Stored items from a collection

══════════════════════════════

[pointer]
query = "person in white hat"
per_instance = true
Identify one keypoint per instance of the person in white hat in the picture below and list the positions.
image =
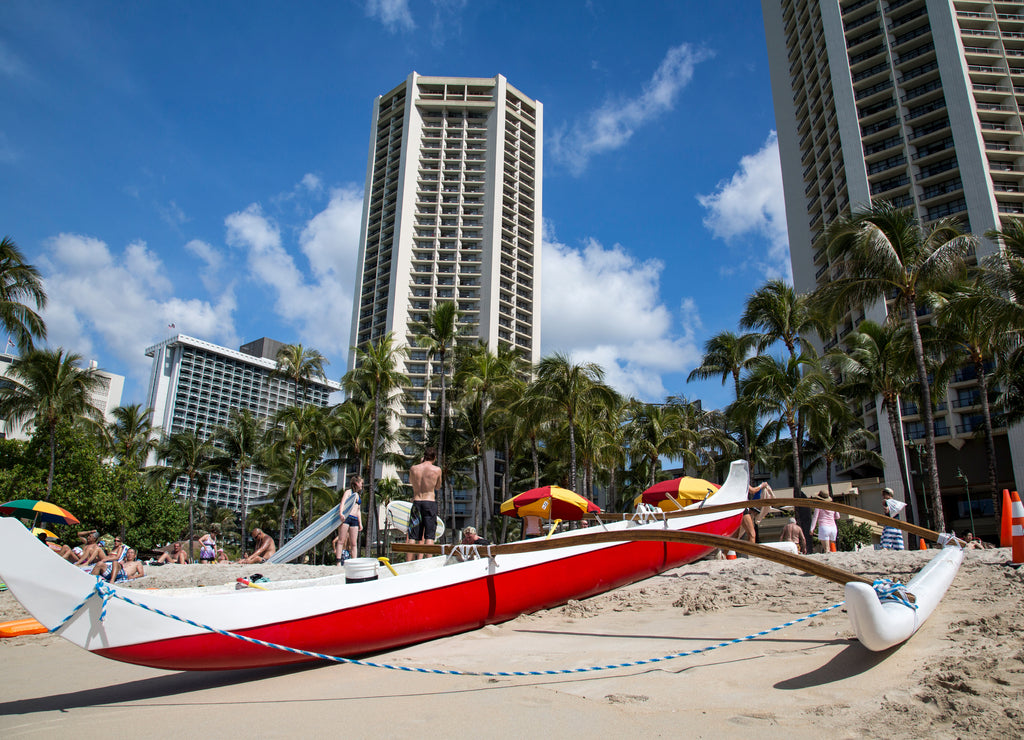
(892, 537)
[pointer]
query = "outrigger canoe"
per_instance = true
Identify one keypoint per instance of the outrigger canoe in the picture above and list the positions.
(426, 599)
(420, 600)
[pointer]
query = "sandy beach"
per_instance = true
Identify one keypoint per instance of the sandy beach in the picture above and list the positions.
(962, 676)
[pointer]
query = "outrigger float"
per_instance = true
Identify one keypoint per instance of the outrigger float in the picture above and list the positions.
(460, 590)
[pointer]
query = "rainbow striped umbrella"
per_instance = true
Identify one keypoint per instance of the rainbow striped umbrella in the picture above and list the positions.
(39, 511)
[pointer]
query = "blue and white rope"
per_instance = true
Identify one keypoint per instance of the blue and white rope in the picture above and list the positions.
(103, 591)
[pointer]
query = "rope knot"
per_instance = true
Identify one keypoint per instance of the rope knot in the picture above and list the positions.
(888, 590)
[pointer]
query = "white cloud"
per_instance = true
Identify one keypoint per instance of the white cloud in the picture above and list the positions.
(751, 205)
(211, 258)
(321, 305)
(611, 126)
(393, 13)
(602, 305)
(122, 301)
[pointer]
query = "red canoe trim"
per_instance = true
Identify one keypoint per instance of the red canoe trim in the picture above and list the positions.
(428, 614)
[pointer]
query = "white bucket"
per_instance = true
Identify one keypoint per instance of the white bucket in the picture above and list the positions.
(358, 570)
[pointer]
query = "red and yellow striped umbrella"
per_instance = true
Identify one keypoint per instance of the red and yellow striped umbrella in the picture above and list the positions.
(550, 502)
(671, 495)
(37, 511)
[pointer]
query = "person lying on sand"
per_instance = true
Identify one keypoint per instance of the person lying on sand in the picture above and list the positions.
(62, 550)
(177, 555)
(120, 570)
(92, 550)
(264, 549)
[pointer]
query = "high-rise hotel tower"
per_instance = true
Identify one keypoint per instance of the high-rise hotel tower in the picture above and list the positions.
(452, 213)
(918, 102)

══════════════════════════════

Exercise requirements
Would you set down the listing exactly, omitting pictures?

Finished task
[pointer]
query = "person in white hat"
per_instance = true
Identify one keypoint per instance of the person in white hat in the picture below and list the positions.
image =
(892, 537)
[pointer]
query = "outrigger canoe"
per_instance = true
Identify one keypoint per instance of the outrigger canoe in the picture above and list the positions.
(426, 599)
(420, 600)
[pointer]
query = "sandy beach"
per_instance = true
Identify one keypoint per instance of the sandy beach in the picture above and list the positions.
(962, 676)
[pointer]
query = "outrigger float"
per_instance = true
Identify one keypoint per instance of the outrigger float in the picture above and list the positions.
(460, 590)
[pointer]
query = "rainbow striped umbrella"
per_instance = true
Identify one keypoint per instance of the rainbow striped umbrella in the picture above and list the positions.
(39, 511)
[pointer]
query = "blue and white rope"
per_instance = true
Identify one keypoint per instance of the blue and white rope in the picture above and list the positions.
(103, 591)
[pointer]
query = "rope knot"
per_instance = true
Identify one keypoint per instance of the rope knot in the picture above and list the positions.
(888, 590)
[pointer]
query = "white cloud"
per_instance = true
Identify one keypoint per instance of the white cloud in the picture above and list the positions.
(751, 205)
(211, 258)
(321, 305)
(611, 126)
(393, 13)
(602, 305)
(122, 301)
[pointer]
query = "red canoe trim"
per_instance = true
Identify one keypoint per instance of the red canoe trim in the picture above and list the positions.
(428, 614)
[pointer]
query = "white bucket"
per_instance = true
Identify one keypoint per instance of the white bucket in the picture above and list the positions.
(358, 570)
[pointer]
query = "red and yellow striped umbrella"
per_instance = true
Identify one keypoint per instance of the red and yellow striped umbrella in the picture above and list the positions.
(550, 502)
(671, 495)
(37, 511)
[pointer]
query = "person lying on sand"
per_instance = true
Identify one keypoint per instance of the person lying on sand in the picture above and list the positions.
(62, 550)
(177, 555)
(120, 570)
(92, 550)
(264, 549)
[pointer]
query = "high-rise hotel tower"
per_instance = true
Identify one keypoint per instance of the high-rise hotel tower in the picture above and list the positions.
(452, 213)
(918, 102)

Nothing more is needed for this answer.